— WORK INSTRUCTIONS —
Quote, exactly, the line holding "Task: set a dot on every instance of the small mushroom" and all lines after it to the end of the records below. Exclude pictures.

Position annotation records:
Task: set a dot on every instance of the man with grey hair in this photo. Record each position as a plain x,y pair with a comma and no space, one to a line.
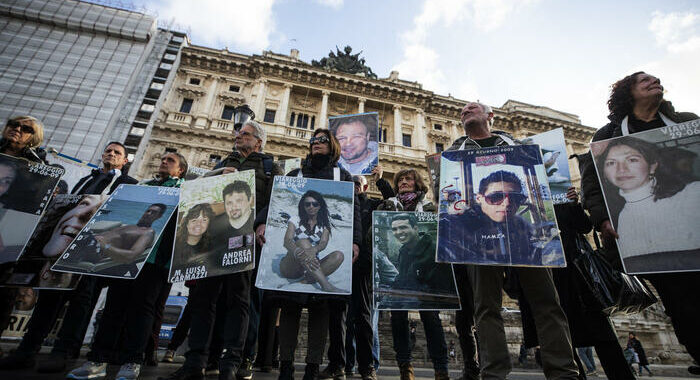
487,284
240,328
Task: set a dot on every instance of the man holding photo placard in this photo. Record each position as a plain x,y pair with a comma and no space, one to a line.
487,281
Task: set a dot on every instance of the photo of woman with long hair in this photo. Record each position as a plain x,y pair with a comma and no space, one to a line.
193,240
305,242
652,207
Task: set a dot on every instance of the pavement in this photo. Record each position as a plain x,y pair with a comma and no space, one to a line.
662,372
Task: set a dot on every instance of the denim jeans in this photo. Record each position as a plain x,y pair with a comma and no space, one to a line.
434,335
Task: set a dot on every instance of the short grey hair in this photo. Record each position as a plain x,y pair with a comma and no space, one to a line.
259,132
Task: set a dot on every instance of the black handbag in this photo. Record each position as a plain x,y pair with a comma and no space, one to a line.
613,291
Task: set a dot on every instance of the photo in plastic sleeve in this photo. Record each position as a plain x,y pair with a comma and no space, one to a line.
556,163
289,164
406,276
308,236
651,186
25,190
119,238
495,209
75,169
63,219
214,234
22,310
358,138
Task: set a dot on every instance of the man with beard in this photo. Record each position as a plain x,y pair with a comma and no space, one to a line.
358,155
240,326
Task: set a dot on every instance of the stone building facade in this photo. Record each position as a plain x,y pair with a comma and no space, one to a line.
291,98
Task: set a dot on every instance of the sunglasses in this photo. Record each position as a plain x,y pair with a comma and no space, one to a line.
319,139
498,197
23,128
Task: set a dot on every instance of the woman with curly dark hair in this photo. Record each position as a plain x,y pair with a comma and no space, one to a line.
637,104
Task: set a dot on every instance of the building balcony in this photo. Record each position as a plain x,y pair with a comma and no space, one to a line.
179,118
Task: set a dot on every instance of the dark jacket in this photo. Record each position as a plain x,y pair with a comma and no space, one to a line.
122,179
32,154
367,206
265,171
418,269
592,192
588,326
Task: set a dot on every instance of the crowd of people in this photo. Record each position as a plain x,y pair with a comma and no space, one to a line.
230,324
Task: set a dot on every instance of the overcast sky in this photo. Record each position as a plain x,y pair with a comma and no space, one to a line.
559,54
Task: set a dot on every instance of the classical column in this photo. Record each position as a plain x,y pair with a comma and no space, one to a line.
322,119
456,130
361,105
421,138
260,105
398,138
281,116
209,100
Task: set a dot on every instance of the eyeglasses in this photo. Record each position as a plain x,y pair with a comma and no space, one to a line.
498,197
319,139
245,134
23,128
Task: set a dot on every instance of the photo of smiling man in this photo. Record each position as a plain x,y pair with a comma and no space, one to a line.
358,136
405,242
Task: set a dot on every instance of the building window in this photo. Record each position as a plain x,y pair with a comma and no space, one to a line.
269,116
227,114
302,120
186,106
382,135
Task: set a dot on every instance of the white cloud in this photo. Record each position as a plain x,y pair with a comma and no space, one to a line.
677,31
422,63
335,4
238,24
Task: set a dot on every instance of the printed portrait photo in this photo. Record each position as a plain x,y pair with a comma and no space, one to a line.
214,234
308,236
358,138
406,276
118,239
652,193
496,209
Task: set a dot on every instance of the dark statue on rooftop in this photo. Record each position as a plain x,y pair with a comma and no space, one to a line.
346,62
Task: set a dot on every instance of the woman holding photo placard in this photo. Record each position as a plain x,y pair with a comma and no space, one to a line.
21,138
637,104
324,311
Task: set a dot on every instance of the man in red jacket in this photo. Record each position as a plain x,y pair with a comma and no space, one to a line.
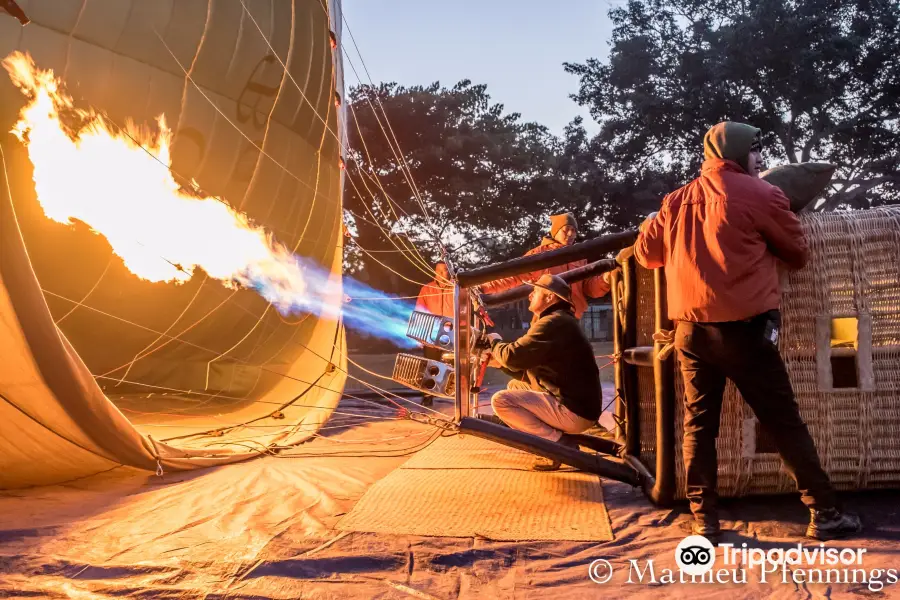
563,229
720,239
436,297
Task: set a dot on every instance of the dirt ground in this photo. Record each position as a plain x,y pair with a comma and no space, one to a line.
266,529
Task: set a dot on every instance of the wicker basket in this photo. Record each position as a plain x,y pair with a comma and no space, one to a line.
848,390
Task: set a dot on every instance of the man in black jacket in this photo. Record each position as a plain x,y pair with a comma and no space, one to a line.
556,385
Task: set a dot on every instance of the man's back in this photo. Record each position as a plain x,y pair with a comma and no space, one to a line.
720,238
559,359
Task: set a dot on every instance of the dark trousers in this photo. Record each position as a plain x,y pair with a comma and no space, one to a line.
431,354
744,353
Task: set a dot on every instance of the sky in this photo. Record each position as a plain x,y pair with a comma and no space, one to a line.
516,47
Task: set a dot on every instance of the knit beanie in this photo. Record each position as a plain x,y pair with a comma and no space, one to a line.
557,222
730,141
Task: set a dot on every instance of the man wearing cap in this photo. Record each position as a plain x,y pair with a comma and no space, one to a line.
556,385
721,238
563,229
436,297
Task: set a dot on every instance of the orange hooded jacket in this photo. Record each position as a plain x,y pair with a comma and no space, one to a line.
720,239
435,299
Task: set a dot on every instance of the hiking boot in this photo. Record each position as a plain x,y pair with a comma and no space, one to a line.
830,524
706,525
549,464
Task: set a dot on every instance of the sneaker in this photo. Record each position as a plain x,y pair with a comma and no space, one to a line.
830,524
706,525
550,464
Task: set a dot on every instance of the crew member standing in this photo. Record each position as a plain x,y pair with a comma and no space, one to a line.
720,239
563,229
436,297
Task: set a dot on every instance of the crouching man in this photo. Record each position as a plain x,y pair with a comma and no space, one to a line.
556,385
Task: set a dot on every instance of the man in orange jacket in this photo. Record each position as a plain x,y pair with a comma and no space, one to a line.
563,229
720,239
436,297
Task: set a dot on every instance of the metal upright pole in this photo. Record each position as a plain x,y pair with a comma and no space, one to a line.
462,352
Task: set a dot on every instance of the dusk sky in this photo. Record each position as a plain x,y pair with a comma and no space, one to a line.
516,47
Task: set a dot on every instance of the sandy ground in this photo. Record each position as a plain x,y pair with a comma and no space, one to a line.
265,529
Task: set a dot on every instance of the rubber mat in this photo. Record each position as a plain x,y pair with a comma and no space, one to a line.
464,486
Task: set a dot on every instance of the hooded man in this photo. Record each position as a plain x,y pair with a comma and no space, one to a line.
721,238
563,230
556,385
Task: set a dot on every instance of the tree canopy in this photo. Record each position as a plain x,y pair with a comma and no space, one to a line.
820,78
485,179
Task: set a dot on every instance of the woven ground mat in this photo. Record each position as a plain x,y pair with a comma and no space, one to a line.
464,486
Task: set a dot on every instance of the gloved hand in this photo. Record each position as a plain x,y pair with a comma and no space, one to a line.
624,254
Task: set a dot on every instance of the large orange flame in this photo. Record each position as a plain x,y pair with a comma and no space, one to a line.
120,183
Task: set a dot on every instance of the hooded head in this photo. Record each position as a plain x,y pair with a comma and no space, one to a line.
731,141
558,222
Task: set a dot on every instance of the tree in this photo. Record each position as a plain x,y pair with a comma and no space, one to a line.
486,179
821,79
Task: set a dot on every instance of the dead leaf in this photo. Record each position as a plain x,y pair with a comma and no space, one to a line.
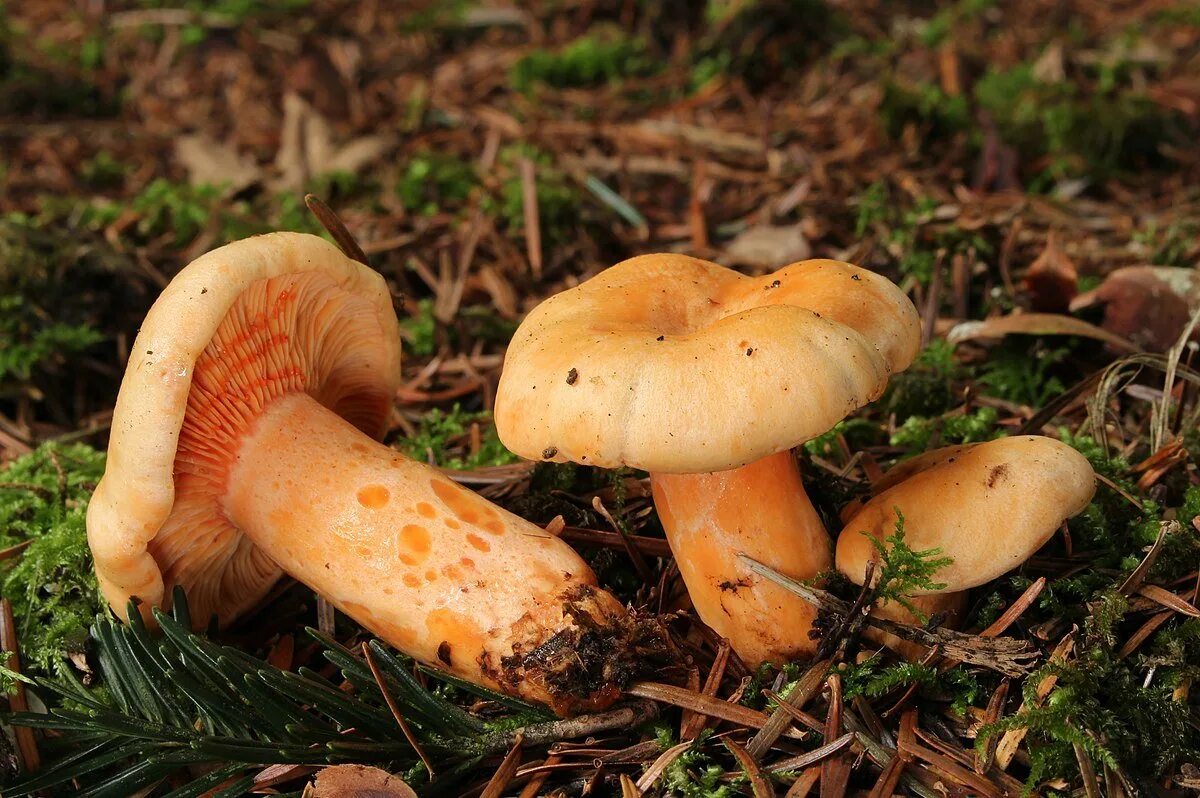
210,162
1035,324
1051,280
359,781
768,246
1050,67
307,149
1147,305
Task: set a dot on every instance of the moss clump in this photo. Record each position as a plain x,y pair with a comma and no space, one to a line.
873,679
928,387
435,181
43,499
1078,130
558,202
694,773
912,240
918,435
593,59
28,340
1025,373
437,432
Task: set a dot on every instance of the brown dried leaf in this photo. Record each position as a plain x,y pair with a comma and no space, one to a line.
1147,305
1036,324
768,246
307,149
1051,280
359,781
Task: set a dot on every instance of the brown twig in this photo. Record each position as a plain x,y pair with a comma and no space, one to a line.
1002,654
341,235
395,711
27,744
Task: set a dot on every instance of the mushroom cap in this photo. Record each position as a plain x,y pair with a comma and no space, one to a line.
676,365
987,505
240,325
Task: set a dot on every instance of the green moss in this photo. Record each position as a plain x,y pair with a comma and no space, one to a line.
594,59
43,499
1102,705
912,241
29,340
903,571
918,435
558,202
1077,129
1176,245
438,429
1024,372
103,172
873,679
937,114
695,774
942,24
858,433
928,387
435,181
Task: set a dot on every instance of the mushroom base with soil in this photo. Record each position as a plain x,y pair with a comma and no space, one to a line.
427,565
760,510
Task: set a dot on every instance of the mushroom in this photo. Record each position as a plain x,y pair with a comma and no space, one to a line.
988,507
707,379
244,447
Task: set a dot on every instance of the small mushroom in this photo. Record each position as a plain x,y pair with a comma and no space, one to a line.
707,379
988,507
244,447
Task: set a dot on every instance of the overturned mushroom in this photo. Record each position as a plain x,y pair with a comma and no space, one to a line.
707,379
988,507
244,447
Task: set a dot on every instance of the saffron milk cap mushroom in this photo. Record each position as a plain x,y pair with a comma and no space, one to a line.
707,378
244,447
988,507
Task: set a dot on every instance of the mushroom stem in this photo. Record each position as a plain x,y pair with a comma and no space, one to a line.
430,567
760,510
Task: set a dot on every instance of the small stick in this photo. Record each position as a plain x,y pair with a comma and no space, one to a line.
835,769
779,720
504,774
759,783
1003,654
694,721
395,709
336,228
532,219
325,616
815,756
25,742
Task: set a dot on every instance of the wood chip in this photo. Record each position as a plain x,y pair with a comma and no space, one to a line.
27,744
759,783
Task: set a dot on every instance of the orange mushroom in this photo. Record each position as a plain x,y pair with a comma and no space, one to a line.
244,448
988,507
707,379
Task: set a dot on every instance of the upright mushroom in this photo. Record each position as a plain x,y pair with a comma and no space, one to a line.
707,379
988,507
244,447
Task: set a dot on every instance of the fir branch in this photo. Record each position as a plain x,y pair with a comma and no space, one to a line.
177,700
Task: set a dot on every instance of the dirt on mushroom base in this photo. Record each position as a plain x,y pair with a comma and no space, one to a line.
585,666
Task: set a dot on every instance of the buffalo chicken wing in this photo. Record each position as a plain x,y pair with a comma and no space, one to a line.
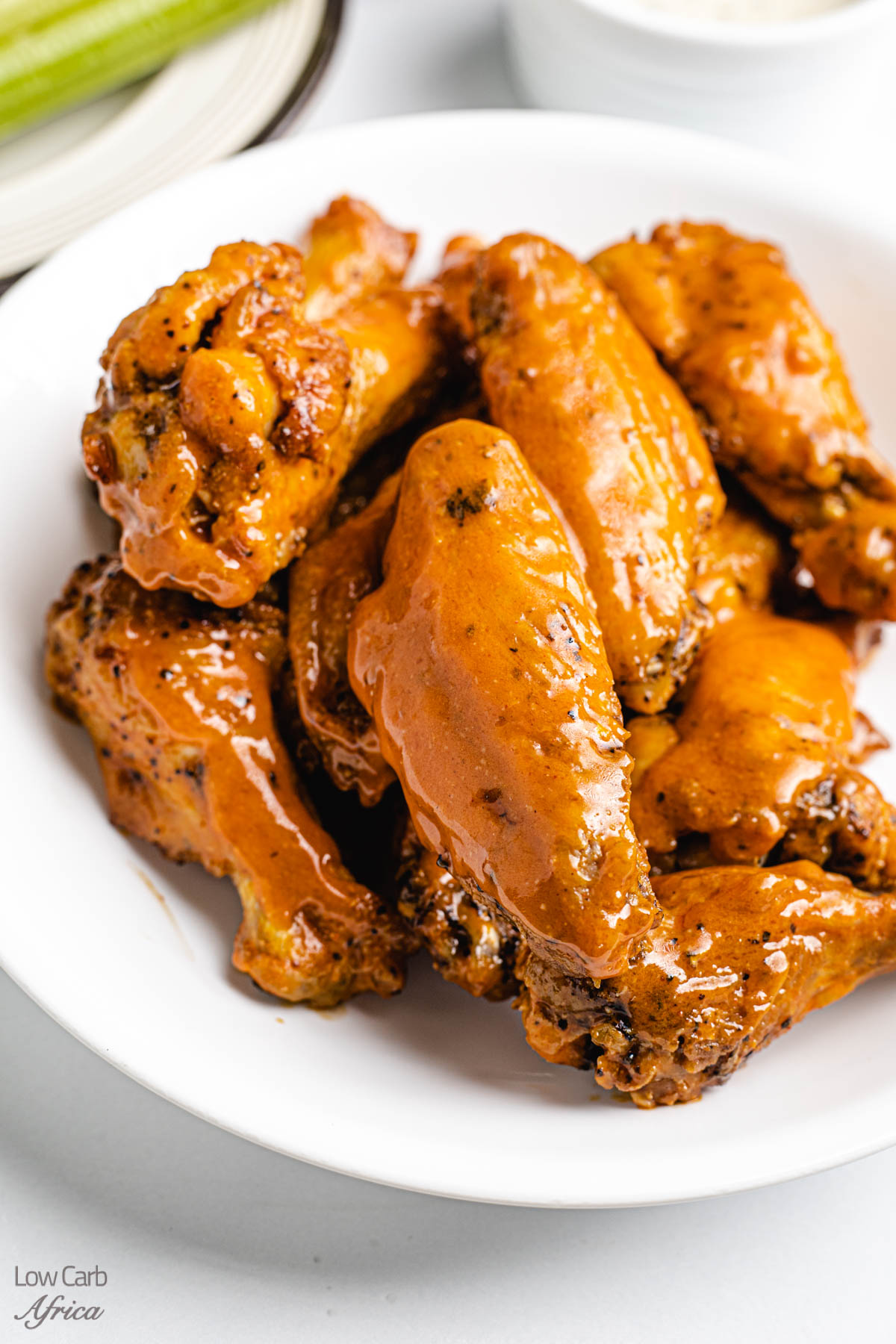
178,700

— ANSWER TO THIS EXERCISE —
Task: set a dot on every instance of the small mushroom in this photo. Record each position as a plain x,y pair with a comma and no space, one to a line.
707,379
988,507
244,447
Task: set a dot on every instance of the overturned mushroom in this photo. Record each position as a plain x,y pair with a comma and no space, one to a line.
707,379
988,507
244,447
Task: set a dot on every instance of the saffron milk cap mushroom in this photo. Record each position as a plain x,y pair with a comma and no space, one to a line.
707,378
244,447
988,507
Task: set a dot on every instance of the mushroom stem in this photo. Record each position as a plain x,y pair with a comma and no space, one to a line.
430,567
760,510
Task: set a dot on every instance of the small stick in this photo. Record each position as a plain x,y pair with a comma and no space, one to a line.
835,769
779,720
504,774
759,783
1003,654
694,721
395,709
336,228
532,219
325,616
815,756
25,742
Task: set a dot on every instance of the wood chip in this photo. Record each position as a plain x,y pair with a comma and no space, one to a line.
27,744
759,783
Task: set a dot on every instance of the orange mushroom in this photo. Record each position as a plain x,y pair with a comma and no space, one to a line.
244,448
988,507
707,379
Task: set a dot on every instance of the upright mushroom in this photo. Record each position as a plain x,y pair with a comma and no space, one to a line.
707,379
988,507
244,447
Task: set a dot on every instance of the fir branch in this photo. Record each position as a plain x,y pair with a comma and no space, one to a line.
177,700
Task: set a dot on every instance of the dirt on mushroom base in this photo. Record each position as a plain x,y pair with a comma and no space, one to a line.
585,666
Task: set a dot on every instance of the buffalo chicken wing in this photo. Record each position as a plain x,y pair with a comma and no space, one to a line.
178,700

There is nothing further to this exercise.